─── MATERIAL TO PROCESS ───

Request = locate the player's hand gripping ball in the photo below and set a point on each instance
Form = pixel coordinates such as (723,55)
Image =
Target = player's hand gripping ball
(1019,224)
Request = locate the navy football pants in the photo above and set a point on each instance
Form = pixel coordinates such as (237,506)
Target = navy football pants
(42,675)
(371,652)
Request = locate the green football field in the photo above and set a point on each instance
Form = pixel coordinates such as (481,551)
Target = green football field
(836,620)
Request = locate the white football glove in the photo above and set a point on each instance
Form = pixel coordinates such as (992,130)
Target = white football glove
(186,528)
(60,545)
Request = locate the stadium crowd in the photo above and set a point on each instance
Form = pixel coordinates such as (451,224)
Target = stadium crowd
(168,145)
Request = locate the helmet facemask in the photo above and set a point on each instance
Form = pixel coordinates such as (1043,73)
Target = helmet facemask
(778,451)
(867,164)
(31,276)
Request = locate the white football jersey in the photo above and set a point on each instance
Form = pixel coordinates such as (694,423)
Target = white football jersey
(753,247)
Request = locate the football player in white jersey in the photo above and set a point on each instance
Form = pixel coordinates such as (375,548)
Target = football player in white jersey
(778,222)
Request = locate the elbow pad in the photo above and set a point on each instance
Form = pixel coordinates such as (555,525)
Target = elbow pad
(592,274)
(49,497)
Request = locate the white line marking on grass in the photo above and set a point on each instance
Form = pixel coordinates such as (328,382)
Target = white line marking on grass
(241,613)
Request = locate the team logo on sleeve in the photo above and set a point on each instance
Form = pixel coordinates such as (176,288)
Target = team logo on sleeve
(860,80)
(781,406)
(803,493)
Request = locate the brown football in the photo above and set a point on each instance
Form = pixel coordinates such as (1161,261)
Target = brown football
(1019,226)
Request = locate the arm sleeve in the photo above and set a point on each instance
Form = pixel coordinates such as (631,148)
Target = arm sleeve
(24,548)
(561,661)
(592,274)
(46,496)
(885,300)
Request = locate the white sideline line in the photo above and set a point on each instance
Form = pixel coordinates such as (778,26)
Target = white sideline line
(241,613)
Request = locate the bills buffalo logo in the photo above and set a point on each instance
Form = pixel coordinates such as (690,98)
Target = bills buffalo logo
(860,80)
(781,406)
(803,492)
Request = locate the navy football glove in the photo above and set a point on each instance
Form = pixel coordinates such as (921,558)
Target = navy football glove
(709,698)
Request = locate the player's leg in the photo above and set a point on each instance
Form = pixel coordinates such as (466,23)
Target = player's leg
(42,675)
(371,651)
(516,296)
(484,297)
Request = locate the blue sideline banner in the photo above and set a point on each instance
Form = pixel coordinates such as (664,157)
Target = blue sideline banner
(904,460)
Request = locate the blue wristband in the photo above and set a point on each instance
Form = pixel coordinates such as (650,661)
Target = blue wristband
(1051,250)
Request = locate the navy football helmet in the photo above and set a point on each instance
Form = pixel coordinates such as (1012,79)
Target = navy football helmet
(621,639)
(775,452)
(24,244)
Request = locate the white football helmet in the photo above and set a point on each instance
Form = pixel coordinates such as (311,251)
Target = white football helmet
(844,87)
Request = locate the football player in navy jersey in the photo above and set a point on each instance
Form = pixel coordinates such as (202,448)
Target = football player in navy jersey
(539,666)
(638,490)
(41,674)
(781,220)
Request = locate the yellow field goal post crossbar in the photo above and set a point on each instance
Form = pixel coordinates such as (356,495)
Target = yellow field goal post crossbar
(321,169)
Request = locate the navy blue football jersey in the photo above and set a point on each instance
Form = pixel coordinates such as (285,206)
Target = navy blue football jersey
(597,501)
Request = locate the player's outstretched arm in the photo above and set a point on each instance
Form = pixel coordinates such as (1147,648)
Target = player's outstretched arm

───

> _STATED GOAL_: Would you give the material above again, complete and exact?

> _TASK RESPONSE_:
Request = locate the player's hand gripping ball in the photo below and set a point on each instance
Form = pixel coordinates such as (723,55)
Image =
Target = player's hand gripping ball
(1019,224)
Request = locate the navy football pants in the photo above and set a point on each instance
Form = pixel coordinates such as (237,506)
Target = navy football pants
(42,675)
(371,652)
Request = locate the green football field in the photo above and set a point on each instance
Form = pixel coordinates such as (481,551)
Target = green football field
(836,620)
Request = locate the white football glove in the photo above and set a point on each instance
Form = pixel coordinates such as (992,130)
Target = white football glove
(186,528)
(60,545)
Request = locate the stadium crowd in the photo above and set a point on each instance
Form = pixel coordinates such as (451,224)
Target = stadium crowd
(168,145)
Request = locate the helmet facemask in the photo above and set a point on each instance
Form = pixel coordinates such as (1043,73)
Target = helmet facemask
(778,451)
(867,164)
(31,276)
Request = locate the white football jersey in the photo above and set a point on each instance
Form = pixel coordinates such as (694,423)
Target = white football jersey
(753,247)
Request = locate the football player in white jersey in the photo above and set a point on each instance
Form = pixel coordinates such as (375,548)
Target = football player in white jersey
(778,222)
Request = locate the elbow pad in the photo above and set a point on each instance
Form = pixel coordinates such as (555,525)
Target = elbow pad
(592,274)
(49,497)
Request = locate the white line marking on grass in the photo above and set a point on each instance
Form = pixel coordinates such as (328,382)
Target = white line marking on grass
(241,613)
Request = locate the team logo on sleeve in the photo above and set a point on each instance
Form = pixel coordinates such as (176,288)
Target = team logo on sleeve
(860,80)
(781,406)
(803,493)
Request = locate the brown football in the photo above and set a point on each instance
Form = pixel coordinates such as (1161,261)
Target = brown football
(1019,226)
Request = locate the arm sleeve in the photo above and set a point on each instance
Form = pixel coordinates such as (631,148)
Target = arm sleeve
(24,548)
(561,661)
(592,274)
(46,496)
(885,300)
Request = locate the white sideline line in the photo above and set a point on each instance
Form = pixel coordinates such as (778,26)
Target = white sideline line
(241,613)
Request = locate the bills buffalo logo in the photo above and set a point on each instance
Form = pixel coordinates such as (690,98)
Target = bills buffalo logo
(860,80)
(781,406)
(803,492)
Request = locate the navy football glove in the photo above and set a point on each instance
Form = pixel coordinates such as (921,558)
Target = navy football glove
(709,698)
Request = locate the player's leg in the photo above and set a point on each instance
Form = pixel coordinates such as (466,23)
Target = player's leg
(42,675)
(371,651)
(516,296)
(484,297)
Request = locate the blue sideline banner in the photo above and set a point on each instance
Form = pixel coordinates such as (664,157)
Target = blue sideline banner
(904,460)
Request = locate the blue wristband in the photo above and set a point on each instance
Form = pixel coordinates such as (650,661)
Target = blue wristband
(1051,250)
Request = locate the navy football helmet in the photo above and set a point on each instance
Form = pixel coordinates such as (1012,79)
Target = navy football helmet
(621,639)
(775,452)
(24,244)
Request = locate the white football helmet in the photo above and set a point on each instance
Form = pixel coordinates such as (311,251)
Target = white football helmet
(844,87)
Request = locate the football player in navy jersey in the photo above and set a point on each instance
Form = pixel coordinates such as (202,448)
Target = football player in navy jersey
(539,666)
(638,490)
(41,674)
(781,220)
Request = locate the yellow field goal post crossbar in the photo above and set a point on each instance
Form = pixel coordinates such as (356,495)
Target = yellow field goal post crossbar
(321,169)
Request = locate the navy blue football jersey in the photo above and set a point on each instance
Form = pixel coordinates such as (285,206)
Target = navy blue football jersey
(597,501)
Request = locate the player's outstretched arm in the photo above and set a point on each instance
Form = pixel coordinates such as (1147,648)
Target = player's outstretched arm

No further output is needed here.